Return the material word for word. Do not include the pictures.

Begin DATA

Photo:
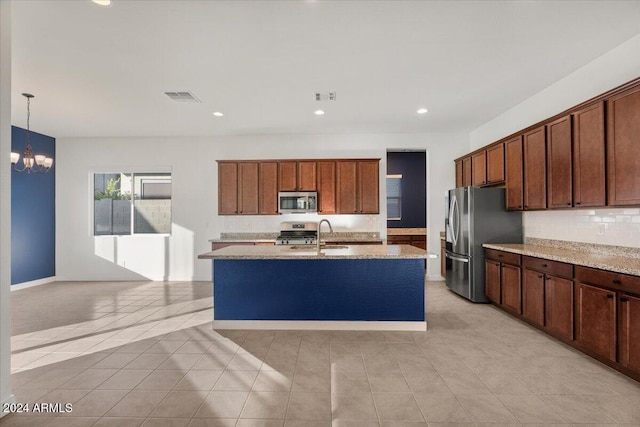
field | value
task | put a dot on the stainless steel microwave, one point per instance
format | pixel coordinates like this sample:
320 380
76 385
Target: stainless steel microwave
297 202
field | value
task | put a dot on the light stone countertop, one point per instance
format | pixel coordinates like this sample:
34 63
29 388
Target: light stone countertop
347 252
617 259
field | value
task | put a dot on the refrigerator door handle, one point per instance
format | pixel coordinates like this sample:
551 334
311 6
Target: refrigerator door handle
456 258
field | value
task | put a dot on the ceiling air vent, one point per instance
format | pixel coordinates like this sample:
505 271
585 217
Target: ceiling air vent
182 96
327 96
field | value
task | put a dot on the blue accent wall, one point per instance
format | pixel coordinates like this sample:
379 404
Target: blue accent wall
413 167
33 214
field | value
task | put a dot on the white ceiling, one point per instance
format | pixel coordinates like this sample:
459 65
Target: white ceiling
99 71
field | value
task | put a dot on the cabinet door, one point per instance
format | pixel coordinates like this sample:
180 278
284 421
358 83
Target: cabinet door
248 188
588 156
479 168
559 175
533 296
466 172
492 281
459 173
288 176
368 187
227 188
346 183
535 170
623 148
307 176
514 178
511 288
495 164
596 320
630 332
268 194
558 312
327 187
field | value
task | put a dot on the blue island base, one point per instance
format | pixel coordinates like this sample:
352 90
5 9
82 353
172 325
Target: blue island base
319 294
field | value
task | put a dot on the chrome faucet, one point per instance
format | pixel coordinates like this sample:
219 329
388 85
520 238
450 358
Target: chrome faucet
319 228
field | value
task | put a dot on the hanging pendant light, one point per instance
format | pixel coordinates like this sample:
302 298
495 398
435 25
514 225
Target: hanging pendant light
38 163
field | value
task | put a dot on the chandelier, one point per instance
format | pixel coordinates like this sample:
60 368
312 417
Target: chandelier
38 163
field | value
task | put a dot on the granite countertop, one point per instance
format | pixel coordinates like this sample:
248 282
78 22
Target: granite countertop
352 236
611 258
302 252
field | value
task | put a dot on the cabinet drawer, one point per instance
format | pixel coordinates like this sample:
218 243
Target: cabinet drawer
506 257
552 267
608 279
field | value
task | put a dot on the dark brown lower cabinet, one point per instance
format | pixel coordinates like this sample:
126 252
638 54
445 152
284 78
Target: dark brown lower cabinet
511 288
629 332
533 296
596 320
492 281
558 303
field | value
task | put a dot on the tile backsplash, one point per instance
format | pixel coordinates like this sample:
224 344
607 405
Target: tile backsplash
606 226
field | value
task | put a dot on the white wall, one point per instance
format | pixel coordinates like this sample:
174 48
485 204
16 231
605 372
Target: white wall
612 69
604 226
80 256
5 203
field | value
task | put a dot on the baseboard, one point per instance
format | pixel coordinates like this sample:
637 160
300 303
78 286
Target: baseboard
7 401
320 325
33 283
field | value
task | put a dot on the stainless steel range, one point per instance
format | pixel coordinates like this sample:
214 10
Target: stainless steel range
297 233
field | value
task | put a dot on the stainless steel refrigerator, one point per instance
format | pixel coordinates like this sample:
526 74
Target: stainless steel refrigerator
475 216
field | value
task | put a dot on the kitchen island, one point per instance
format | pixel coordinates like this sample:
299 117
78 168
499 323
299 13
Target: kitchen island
358 287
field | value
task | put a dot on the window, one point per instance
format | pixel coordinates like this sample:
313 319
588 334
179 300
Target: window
131 203
394 197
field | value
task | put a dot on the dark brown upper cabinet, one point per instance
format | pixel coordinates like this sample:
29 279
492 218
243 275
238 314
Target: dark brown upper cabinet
268 194
466 172
479 168
559 183
297 175
227 188
495 164
623 148
514 175
589 157
326 187
535 169
357 186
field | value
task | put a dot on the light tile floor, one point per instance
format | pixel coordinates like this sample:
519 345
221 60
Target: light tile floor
144 354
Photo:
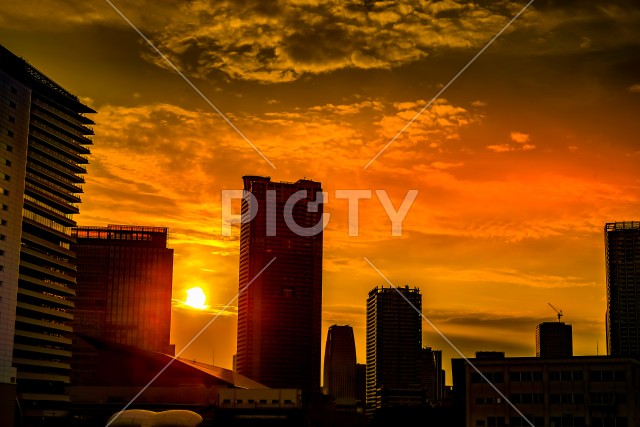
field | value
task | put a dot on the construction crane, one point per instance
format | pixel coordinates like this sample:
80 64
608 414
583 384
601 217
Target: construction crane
556 310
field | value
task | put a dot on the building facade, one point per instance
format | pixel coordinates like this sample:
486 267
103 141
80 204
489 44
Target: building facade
394 345
123 292
594 391
433 376
622 256
340 363
44 139
279 310
554 339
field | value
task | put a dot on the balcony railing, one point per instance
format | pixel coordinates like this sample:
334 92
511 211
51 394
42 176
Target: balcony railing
70 176
62 136
67 192
51 141
59 200
67 161
65 116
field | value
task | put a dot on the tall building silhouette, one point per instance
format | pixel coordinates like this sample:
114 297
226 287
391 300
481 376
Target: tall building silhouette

End DATA

- THE RESPONSE -
Photo:
field | value
task | put a dot on the stainless steel microwave, one point per instance
format | pixel coordinates like this sample:
320 380
76 385
Target: stainless steel microwave
297 202
field | value
task | put a dot on the light stone countertop, one point per instance
format | pixel coordinates like this sample:
34 63
29 388
Target: light stone countertop
347 252
617 259
field | value
task | put a dot on the refrigerator door handle, one point per instance
format | pixel coordinates like this sample:
551 334
311 6
Target: refrigerator door handle
456 258
field | value
task | put a dot on the ceiling air vent, one point per instance
format | pixel coordinates like this sample:
505 271
585 217
Target: ceiling air vent
182 96
327 96
field | value
task | put a dot on the blue accent wall, one point per instance
format | pixel coordinates like this sample:
379 404
Target: blue accent wall
413 167
33 214
field | value
task | put a dot on the white ceiling, one point per instance
format | pixel coordinates like this sample:
459 65
Target: white ceiling
99 71
field | value
task | put a dot on the cabinet door, one point per instance
format | pixel coordinates like this sample:
180 278
284 421
358 83
Target: cabinet door
248 188
588 156
479 168
559 175
533 296
466 172
492 281
459 173
288 176
368 187
227 188
346 183
535 170
623 148
307 176
514 178
511 288
495 164
596 320
630 332
268 194
558 312
327 187
field | value
task | put a dot on the blue island base, one point per instance
format | pixel coordinates like this sample:
352 90
5 9
82 353
172 325
Target: blue island base
319 294
field | value
task | put a dot on the chrome faucet, one point per instance
format | pixel coordinates like this sample:
219 329
388 85
520 238
450 358
Target: chrome faucet
319 228
field | value
task | put a dot on the hanging pendant light, one point per instance
format | pixel coordinates like this sample:
302 298
495 398
435 25
514 225
Target: hanging pendant light
38 163
field | value
task | put a dot on the chandelier, one point per instance
format | pixel coordinates like this sample:
60 368
312 417
Target: chandelier
38 163
field | value
task | put a dot on the granite countertop, one point per instance
format | pixel coordinates like this sample:
248 282
78 22
Target: granite countertop
352 236
611 258
302 252
field | value
task | put a dot on the cabinet drawer, one point per instance
format | pixel coordinates like this sample:
218 243
Target: cabinet drawer
506 257
552 267
608 279
field | value
task | put a dot on the dark brown lower cabinet, one point per instance
format | pixel coordinates like this sample:
126 252
638 54
445 152
284 78
Target: dark brown lower cabinet
511 288
629 332
533 296
596 320
492 281
558 303
field | value
task | put a dot on the tile backsplash, one point per instance
format | pixel coordinates like this sample:
224 344
607 405
Target: tile backsplash
606 226
field | value
task | put a dot on the white wall, one point per instance
format | pixel coordinates like this sample:
174 48
485 204
16 231
605 372
Target: white wall
612 69
604 226
80 256
5 203
field | value
task | put a dot on the baseboard, one point per instance
format | pixel coordinates like this sample:
637 160
300 303
78 286
Target: baseboard
7 401
320 325
33 283
field | value
task | put a dot on the stainless steel range, one point per instance
format | pixel coordinates like this sample:
214 10
Target: stainless steel range
297 233
field | value
task | put a dot on the stainless steel refrigerator, one point per instance
format | pixel coordinates like this sample:
526 74
Target: stainless steel refrigerator
475 216
field | value
task | put a dot on the kitchen island, one point per instance
format | pixel coordinates like this sample:
299 117
78 168
499 323
299 13
Target: kitchen island
358 287
field | value
task | put a dot on the window, one point per instance
format | pixel coordinates like this sample:
313 319
588 334
179 300
Target: window
131 203
394 197
field | value
task | put a dot on the dark brown upper cabinet, one point per instance
format | pixel coordinates like this sample:
29 279
492 218
243 275
238 314
Target: dark brown upper cabinet
268 194
466 172
479 168
559 183
297 175
227 188
495 164
623 148
514 175
589 157
326 187
535 169
357 186
field | value
task | put a dot on the light tile floor, one point per instance
format | pixel coordinates like this sample:
519 345
221 60
Target: light tile floor
144 354
Photo:
field | value
task | put a dot on the construction crane, one point per instance
format | pixel coordinates like this sample:
80 64
608 414
583 384
601 217
Target: construction crane
556 310
field | value
task | put a dot on the building facade, one point per instance
format | pixel coordinates like this sample:
486 267
103 141
80 204
489 44
Target: building facade
394 345
123 292
594 391
433 376
622 256
340 363
44 139
279 310
554 339
field | value
task | put a dot on the balcony railing, one point per instance
format | pixel coordinates like this sample:
334 92
511 211
51 394
42 176
Target: balcony railing
70 176
62 136
67 192
51 141
59 200
67 161
65 116
field | value
task | put a dot on the tall building silhouette, one point per instance
format | pixel coordinates like this sample:
114 297
226 287
391 300
481 376
Target: tall building silhouette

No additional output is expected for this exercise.